(Document extract begins)

I laugh at this one every time. When I was a child, the school called my parents all the time for my ‘bad behaviour’. My father worked for a business that was a long drive away, and was often out on-site visits – so they couldn’t reach him. My mother worked in town, nearby, but was not allowed to leave work. The only option was to talk to her (not my father) over the phone or after work (which for my parents was after 6pm)… which was well after the time that teachers had left the school. So, they’d talk to them over the phone, my mother was a people pleaser and would just say “yes yes”, then do nothing and ignore them, because she knew they weren’t listening to me or solving the issue. My father would state very sternly indeed: “why did she do that?” to which the teachers had no answer because they didn’t bother finding out… to which he’d say “then go find out and stop bothering me”.


The school obviously stopped calling my dad…. He’s autistic too, and in his engineer logic brain – he always asked why and never accepted things like “because that’s the way we do it” or “because I said so” or “because she’s naughty”… because he was smart and wanted to know why and wanted to find a solution. After all – that was his job – to find solutions…. Not to repeat stupidity.

 

Once a teacher told me to write a letter to my parents to explain my behaviour instead of calling them. So, I did. In great detail I explained what the teacher was doing wrong, how they were harming not only me but other students in the class, and how they could fix it, but that they wouldn’t listen to me and instead wanted me to write it down to tell my parents – which wouldn’t help at all – because the teacher was the problem.

 

When the teacher read the note, they screwed it up and threw it in the bin. When my mother finally saw the teacher – he handed her the letter (which he’d retrieved from the bin for her). She read it and said “I think this is for you, what do you want me to do exactly” – to which he had no idea and couldn’t answer…. Because I’d already solved the issue for him, but he was the one refusing to do it.

 

This detriments parents who do not have a parent who doesn’t work (two income families who have to work to survive).

(Document extract ends)

(Try it): Write the next part of the account of a school calling a child's parents about behavior, starting after its final sentence. The records play no part here.

(Extracted entries begins)

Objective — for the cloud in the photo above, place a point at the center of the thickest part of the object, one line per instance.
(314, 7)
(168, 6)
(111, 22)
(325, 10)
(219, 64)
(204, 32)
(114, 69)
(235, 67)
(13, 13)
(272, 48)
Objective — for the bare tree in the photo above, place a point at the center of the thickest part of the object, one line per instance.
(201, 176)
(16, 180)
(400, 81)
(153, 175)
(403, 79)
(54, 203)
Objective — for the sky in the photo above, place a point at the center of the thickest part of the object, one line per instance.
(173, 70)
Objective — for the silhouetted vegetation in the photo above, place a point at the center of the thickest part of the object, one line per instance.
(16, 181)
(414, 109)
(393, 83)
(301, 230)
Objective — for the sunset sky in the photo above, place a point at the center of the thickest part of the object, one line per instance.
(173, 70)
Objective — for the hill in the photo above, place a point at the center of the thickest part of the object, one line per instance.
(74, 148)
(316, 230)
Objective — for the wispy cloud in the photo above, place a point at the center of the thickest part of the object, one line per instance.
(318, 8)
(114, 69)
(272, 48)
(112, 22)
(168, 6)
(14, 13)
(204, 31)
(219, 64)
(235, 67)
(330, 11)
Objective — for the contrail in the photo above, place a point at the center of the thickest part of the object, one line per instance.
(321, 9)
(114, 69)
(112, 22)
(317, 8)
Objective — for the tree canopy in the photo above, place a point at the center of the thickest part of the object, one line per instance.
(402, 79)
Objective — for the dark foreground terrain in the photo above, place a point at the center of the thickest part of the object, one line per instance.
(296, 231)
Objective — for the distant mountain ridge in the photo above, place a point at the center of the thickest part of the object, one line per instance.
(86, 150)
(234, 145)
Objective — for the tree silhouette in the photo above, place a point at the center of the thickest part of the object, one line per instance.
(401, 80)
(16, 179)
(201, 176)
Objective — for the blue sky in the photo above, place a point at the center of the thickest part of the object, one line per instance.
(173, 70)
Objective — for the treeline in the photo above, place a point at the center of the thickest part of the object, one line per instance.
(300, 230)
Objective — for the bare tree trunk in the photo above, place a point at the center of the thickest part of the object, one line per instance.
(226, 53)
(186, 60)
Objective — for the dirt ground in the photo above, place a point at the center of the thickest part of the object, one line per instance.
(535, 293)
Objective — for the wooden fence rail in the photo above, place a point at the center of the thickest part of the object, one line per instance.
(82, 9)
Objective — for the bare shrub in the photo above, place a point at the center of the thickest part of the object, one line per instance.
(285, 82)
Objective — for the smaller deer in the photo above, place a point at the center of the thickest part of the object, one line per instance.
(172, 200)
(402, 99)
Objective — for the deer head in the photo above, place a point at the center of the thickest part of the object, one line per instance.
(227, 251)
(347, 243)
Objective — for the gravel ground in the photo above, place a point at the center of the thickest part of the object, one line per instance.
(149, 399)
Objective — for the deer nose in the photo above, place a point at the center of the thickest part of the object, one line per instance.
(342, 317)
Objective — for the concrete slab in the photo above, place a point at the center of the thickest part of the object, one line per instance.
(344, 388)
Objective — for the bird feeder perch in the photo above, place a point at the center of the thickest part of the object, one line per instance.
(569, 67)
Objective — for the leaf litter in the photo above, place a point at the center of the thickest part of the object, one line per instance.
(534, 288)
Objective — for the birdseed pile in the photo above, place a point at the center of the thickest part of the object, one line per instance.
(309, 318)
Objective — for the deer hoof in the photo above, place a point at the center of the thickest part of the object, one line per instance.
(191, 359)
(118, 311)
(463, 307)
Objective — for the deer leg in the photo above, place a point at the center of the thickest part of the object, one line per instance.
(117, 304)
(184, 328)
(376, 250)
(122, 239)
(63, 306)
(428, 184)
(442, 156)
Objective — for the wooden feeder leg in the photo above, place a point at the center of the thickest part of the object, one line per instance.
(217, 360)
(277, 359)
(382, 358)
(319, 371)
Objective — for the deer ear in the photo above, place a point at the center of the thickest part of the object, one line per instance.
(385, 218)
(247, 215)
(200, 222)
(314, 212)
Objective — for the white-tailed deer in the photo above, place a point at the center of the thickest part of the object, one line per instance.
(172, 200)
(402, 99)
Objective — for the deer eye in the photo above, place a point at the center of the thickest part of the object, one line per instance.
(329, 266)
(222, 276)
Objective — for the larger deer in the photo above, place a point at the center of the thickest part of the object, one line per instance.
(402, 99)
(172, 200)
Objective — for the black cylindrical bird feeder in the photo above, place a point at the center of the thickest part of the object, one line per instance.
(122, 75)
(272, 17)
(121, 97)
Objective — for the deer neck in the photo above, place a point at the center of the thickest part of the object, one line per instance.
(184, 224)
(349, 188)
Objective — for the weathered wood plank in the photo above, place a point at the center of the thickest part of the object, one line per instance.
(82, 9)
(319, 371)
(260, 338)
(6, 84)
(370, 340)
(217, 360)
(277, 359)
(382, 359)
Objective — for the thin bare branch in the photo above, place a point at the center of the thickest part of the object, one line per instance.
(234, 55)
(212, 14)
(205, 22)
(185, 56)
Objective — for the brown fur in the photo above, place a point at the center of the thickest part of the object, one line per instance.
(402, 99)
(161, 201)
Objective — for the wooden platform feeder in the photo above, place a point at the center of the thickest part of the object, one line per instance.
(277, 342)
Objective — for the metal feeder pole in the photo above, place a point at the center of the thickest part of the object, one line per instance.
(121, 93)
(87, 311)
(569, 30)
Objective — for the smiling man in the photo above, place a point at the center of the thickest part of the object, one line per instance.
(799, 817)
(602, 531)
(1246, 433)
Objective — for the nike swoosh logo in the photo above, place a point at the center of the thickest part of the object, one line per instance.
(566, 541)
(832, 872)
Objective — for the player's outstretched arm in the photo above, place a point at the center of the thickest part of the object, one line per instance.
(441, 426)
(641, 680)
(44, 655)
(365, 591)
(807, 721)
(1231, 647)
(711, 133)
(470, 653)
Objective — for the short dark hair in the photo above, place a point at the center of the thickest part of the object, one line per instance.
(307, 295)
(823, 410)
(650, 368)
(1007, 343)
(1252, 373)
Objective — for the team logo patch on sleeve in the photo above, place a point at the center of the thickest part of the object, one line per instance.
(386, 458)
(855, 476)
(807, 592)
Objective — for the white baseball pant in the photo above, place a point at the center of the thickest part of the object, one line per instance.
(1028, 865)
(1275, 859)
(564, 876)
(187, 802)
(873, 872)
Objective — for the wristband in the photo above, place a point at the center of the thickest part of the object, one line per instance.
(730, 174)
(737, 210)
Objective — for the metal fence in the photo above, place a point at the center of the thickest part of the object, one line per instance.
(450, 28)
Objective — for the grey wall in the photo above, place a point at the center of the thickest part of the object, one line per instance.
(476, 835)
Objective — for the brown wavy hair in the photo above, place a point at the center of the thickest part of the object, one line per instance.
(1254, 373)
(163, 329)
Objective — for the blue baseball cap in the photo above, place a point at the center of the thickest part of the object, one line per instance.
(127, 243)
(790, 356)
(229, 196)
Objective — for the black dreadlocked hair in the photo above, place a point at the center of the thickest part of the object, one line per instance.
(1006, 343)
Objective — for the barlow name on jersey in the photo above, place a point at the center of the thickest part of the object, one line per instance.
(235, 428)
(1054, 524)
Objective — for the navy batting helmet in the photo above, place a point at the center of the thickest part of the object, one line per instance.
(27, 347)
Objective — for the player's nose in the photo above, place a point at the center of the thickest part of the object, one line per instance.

(Extracted entries ends)

(Task result):
 

·       Boys being told off for ‘bad behaviour’ (especially violence) more than girls. Did you know that some psychs have researched that girls are more likely to put up with bad behaviour from teachers and bullies because they know they won’t be taken seriously – or they’ll be ignored, or not treated equally anyway – so they simply shut up and take it.

 

Did you also know that there’s a theory about boys being more aggressive because they are actually more sensitive to getting things wrong. Boys are meant to be ‘the backbone’ and ‘leaders’ of society, and when they fail – they feel it more strongly, and can’t control their RSD or nervous system responses as well as girls.

 

·       Expulsion or suspension

 

Neither of these two things work – because if you remove the child and send them back to the same thing – nothing has changed. Their nervous system has also now stored the trauma and event that caused the expulsion – so every time they are triggered by that same/ similar thing – the behaviour repeats.

 

This disadvantages pretty much everyone of every minority group. It harms parents who can’t take time off work to be home with them, it disadvantages BIPOC /BAME and autistics…if you involve police (because they are now a target for the police in some countries and are sometimes shot for a nervous system response). Some of these expulsions/ suspensions are due to unfollowed or ignored IEP’s or 504’s or EHCP’s etc.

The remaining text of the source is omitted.